Work to complete:
Exclude all pictures. Then restate, word for word, the entries from the first line through the line that contains "box: [204, 19, 298, 87]".

[Stored records]

BEGIN

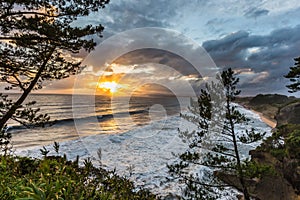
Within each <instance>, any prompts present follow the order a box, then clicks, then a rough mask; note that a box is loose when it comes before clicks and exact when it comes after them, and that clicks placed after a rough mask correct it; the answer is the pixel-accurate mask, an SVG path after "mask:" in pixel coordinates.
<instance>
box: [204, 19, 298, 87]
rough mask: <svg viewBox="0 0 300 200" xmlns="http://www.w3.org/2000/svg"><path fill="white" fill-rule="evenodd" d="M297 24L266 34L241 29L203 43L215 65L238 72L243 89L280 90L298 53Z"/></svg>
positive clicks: (285, 82)
mask: <svg viewBox="0 0 300 200" xmlns="http://www.w3.org/2000/svg"><path fill="white" fill-rule="evenodd" d="M299 33H300V25H298V26H296V27H293V28H283V29H278V30H275V31H272V32H271V33H270V34H269V35H264V36H261V35H251V34H250V33H248V32H245V31H239V32H236V33H233V34H230V35H228V36H226V37H224V38H222V39H220V40H211V41H206V42H204V43H203V47H204V48H205V49H206V50H207V51H208V53H209V54H210V55H211V56H212V58H213V60H214V61H215V63H216V65H217V66H224V67H232V68H233V69H236V70H241V69H248V68H250V71H248V72H247V73H244V72H241V77H242V78H244V79H245V80H247V77H248V78H249V77H250V78H249V80H247V81H243V82H242V84H241V86H242V87H243V88H245V89H249V90H250V89H251V88H252V90H253V88H255V90H256V92H268V91H278V92H279V91H282V90H284V89H285V87H284V86H285V84H286V83H287V80H285V79H284V78H283V76H284V75H285V74H286V73H287V72H288V70H289V67H291V66H292V65H293V58H295V57H298V56H300V34H299Z"/></svg>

END

Completed exercise:
Within each <instance>, any prompts present follow the order a box, then clicks, then a rough mask; note that a box is loose when it comes before clicks and exact when it comes after them, and that clicks placed after a rough mask correct it; the answer is the pixel-accurate mask, an SVG path after "mask:" in pixel coordinates.
<instance>
box: [204, 19, 298, 87]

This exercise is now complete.